Given request A
In the integral solution, what final value does it give for the double integral?

Source passage
'''
Question

Please solve this double integration.....​

Answer 1

Topic:

Integration

Solution:

We need to evaluate the given integral.

$\displaystyle\sf I = \int_0^\pi\int_{2\sin\theta}^{4\sin\theta} r^3\, dr\, d\theta$

Solving the inner integral w.r.t. r, we get:
$\displaystyle\sf I = \int_0^\pi \bigg[\dfrac14r^4\bigg]^{4\sin\theta}_{2\sin\theta}\, d\theta$

$\displaystyle\sf I =\dfrac14 \int_0^\pi \bigg[r^4\bigg]^{4\sin\theta}_{2\sin\theta}\, d\theta$

$\displaystyle\sf I = \dfrac14\int_0^\pi \bigg[(4\sin\theta)^4 - (2\sin\theta)^4\bigg]\, d\theta$

$\displaystyle\sf I = \dfrac14\int_0^\pi \bigg[(4^4\sin^4\theta) - (2^4\sin^4\theta)\bigg]\, d\theta$

$\displaystyle\sf I = \dfrac14\int_0^\pi \bigg[\sin^4\theta(4^4 - 2^4) \bigg]\, d\theta$

$\displaystyle\sf I =\int_0^\pi 60\sin^4(\theta) d\theta$

$\displaystyle\sf I =\int_0^\pi 60\left(\dfrac{1 - \cos2\theta}{2}\right)^2 d\theta\qquad\left\{\because2\sin^2(x) = 1-\cos(2x)\right\}$

$\displaystyle\sf I =15\int_0^\pi( 1 - \cos2\theta)^2\, d\theta$

$\displaystyle\sf I =15\int_0^\pi1 + \cos^22\theta - 2\cos2\theta\, d\theta$

${\displaystyle\sf I =15\int_0^\pi1 + \dfrac{1 + \cos4\theta}{2} - 2\cos2\theta\, d\theta\qquad\left\{\because 2\cos^2(x) = 1 + cos(2x)\right\}}$

${\displaystyle\sf I =15\int_0^\pi\ d\theta +\dfrac{15}{2}\int_0^\pi1 + \cos4\theta\ d\theta-30\int_0^\pi \cos2\theta\, d\theta}$

${\displaystyle\sf I =15\pi +\dfrac{15}{2}\bigg[\theta + \dfrac{\sin4\theta}{4}\bigg]^{\pi}_0-30\bigg[\dfrac{\sin2\theta}{2}\bigg]^\pi_0}$

${\displaystyle\sf I =15\pi +\dfrac{15\pi}{2}}$

${\displaystyle\sf I =\dfrac{45\pi}{2}}$

So the required answer is,

$\underline{\boxed{ \int_0^\pi\int_{2\sin\theta}^{4\sin\theta} r^3\, dr\, d\theta = \dfrac{45\pi}{2}}}$
'''
Record excerpts
'''
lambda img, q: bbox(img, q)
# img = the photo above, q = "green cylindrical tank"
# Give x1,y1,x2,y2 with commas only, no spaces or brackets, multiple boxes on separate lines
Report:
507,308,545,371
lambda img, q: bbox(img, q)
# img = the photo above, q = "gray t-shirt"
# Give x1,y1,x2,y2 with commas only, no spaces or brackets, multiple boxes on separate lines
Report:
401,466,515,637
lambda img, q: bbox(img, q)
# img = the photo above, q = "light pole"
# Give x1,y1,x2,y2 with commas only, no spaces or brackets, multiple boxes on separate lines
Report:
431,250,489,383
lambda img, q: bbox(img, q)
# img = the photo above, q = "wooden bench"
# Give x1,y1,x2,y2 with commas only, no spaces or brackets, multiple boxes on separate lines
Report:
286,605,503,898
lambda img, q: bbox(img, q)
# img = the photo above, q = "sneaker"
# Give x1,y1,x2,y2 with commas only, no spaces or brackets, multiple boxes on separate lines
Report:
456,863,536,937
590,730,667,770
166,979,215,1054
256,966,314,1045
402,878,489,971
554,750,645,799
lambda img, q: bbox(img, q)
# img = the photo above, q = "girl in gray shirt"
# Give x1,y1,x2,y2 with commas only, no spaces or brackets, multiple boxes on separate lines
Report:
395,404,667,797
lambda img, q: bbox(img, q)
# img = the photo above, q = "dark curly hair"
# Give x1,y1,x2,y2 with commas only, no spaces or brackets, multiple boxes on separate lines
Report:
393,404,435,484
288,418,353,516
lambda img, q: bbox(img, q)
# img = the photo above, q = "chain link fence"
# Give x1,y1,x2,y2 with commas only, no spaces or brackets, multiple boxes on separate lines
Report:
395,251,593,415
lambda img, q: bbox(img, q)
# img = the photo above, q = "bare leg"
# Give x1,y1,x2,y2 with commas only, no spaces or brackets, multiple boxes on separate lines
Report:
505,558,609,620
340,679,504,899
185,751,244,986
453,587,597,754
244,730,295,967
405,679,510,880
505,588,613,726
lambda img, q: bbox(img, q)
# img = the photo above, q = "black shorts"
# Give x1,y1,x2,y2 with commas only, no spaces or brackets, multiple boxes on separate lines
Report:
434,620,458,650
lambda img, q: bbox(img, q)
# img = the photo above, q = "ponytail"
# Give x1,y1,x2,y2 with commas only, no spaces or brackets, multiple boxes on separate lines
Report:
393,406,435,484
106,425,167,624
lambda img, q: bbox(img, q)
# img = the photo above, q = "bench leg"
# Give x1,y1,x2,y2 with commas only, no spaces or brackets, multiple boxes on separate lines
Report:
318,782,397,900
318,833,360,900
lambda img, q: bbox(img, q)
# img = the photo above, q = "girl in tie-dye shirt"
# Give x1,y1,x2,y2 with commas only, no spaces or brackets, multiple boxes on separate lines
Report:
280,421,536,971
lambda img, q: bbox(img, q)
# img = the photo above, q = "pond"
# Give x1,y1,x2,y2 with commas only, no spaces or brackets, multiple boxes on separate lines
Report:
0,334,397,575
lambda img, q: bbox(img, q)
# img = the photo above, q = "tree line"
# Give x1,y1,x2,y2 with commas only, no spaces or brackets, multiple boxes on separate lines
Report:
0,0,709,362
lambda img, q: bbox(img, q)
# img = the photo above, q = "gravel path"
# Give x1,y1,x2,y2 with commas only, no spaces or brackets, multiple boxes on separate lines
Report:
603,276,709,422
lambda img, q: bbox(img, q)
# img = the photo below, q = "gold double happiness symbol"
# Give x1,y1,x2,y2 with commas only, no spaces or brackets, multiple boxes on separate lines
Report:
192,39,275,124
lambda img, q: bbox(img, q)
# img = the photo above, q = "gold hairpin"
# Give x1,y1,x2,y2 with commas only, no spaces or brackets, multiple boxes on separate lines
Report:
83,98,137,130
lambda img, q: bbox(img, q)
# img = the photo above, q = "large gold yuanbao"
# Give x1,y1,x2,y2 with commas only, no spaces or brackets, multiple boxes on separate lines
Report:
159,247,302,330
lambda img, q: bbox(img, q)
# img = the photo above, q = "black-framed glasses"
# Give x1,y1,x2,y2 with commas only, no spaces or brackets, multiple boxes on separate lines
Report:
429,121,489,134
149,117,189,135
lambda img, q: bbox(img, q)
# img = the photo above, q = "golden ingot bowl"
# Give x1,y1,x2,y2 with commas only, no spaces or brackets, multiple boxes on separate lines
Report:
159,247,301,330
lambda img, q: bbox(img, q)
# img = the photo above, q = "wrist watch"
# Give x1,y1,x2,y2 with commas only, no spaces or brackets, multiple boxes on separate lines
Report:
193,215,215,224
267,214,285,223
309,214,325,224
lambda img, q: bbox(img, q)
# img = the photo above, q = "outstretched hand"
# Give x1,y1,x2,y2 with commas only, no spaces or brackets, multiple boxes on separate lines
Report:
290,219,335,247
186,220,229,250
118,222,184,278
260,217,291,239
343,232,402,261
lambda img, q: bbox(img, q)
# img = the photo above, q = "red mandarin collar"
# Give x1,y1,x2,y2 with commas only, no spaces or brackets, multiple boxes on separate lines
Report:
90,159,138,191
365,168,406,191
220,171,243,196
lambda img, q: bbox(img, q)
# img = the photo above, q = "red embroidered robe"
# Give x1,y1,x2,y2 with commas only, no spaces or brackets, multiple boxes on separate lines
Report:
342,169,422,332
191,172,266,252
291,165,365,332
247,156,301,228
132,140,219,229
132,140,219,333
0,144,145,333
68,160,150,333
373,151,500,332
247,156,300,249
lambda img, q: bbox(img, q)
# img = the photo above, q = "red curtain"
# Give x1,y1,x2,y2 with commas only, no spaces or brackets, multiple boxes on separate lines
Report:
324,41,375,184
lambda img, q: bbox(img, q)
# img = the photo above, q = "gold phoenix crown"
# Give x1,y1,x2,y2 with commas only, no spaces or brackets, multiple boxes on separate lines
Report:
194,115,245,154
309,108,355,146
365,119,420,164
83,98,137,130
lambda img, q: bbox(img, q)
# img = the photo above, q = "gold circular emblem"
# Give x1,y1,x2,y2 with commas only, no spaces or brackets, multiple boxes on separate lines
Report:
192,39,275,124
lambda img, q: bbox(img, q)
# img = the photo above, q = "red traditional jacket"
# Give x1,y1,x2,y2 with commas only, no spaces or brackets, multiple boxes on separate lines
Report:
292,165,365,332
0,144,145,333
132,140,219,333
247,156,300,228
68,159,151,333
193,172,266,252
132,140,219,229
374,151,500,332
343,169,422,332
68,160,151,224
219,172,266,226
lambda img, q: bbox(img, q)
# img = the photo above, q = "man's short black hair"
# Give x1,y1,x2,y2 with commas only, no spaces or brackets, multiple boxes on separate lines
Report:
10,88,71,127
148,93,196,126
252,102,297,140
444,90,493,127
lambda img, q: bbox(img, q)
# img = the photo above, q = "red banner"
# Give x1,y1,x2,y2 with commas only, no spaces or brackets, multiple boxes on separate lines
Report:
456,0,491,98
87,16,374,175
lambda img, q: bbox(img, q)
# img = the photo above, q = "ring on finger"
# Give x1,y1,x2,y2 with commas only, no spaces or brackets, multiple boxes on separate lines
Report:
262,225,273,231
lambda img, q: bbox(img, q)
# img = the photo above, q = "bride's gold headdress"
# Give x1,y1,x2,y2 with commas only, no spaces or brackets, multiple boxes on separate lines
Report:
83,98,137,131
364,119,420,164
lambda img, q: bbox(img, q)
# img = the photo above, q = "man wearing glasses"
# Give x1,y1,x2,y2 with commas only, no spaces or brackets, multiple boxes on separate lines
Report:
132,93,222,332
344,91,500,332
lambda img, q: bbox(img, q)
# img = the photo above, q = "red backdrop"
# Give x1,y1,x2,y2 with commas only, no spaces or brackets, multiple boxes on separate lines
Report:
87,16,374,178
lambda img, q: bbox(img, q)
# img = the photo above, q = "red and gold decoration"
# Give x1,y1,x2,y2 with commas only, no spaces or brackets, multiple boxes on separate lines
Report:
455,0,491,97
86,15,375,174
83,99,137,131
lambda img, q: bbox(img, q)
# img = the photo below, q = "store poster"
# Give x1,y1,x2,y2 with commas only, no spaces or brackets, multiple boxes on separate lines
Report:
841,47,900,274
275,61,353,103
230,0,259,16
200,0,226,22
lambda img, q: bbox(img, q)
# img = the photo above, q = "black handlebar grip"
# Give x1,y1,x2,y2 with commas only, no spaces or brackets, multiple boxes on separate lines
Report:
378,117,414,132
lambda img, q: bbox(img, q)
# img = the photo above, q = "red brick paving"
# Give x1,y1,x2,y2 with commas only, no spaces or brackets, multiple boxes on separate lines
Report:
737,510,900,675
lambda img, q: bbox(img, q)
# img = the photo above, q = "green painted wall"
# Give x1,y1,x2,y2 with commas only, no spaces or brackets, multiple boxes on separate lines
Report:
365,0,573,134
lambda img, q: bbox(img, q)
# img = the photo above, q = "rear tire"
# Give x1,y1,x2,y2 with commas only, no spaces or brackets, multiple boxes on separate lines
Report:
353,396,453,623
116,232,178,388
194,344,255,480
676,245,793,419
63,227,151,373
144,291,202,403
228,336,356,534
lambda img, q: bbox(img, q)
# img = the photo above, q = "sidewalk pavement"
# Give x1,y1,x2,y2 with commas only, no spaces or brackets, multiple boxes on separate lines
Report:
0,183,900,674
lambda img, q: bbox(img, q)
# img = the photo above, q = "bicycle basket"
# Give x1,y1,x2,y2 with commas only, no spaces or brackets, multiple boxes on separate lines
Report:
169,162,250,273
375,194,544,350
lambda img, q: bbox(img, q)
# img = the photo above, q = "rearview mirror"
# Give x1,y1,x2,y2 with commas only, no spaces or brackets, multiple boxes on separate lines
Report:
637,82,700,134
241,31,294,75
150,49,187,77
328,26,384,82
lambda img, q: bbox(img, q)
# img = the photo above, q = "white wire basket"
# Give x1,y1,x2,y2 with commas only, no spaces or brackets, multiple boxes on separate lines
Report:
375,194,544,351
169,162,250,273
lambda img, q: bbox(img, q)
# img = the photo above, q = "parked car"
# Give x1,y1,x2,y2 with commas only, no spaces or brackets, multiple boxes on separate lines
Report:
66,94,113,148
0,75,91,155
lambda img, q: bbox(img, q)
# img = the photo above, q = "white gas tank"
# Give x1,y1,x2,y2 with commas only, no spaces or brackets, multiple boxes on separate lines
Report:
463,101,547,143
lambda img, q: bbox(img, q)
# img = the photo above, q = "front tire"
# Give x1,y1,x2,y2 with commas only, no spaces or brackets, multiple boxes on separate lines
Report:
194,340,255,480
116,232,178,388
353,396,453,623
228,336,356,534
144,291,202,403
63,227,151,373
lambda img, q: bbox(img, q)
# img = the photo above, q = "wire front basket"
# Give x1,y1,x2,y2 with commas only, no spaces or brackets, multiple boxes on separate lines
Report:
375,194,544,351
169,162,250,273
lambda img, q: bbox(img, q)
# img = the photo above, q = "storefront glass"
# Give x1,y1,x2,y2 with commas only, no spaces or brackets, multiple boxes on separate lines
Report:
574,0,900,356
'''
Given request B
Take the entries from their first line through the line containing "286,605,503,898", and rewrite those lines with "light pole" switched to "lamp post" and nothing else changed. Return only those lines.

Answer A
45π/2

Answer B
lambda img, q: bbox(img, q)
# img = the photo above, q = "green cylindrical tank"
# Give x1,y1,x2,y2 with commas only, no spaces or brackets, multiple boxes on separate lines
Report:
507,308,545,371
lambda img, q: bbox(img, q)
# img = the photo above, q = "gray t-shirt"
# Give x1,y1,x2,y2 with commas only, no spaces or brackets, multiple boxes on separate lines
Report:
401,466,515,637
lambda img, q: bbox(img, q)
# img = the photo above, q = "lamp post"
# Give x1,y1,x2,y2 with commas only, no spaces or brackets, multiple boxes on separate lines
Report:
431,250,489,383
lambda img, q: bbox(img, q)
# img = the photo above, q = "wooden bench"
# Give x1,y1,x2,y2 with commas only, no spaces or brackets, multiple boxes on separate lines
Report:
286,605,503,898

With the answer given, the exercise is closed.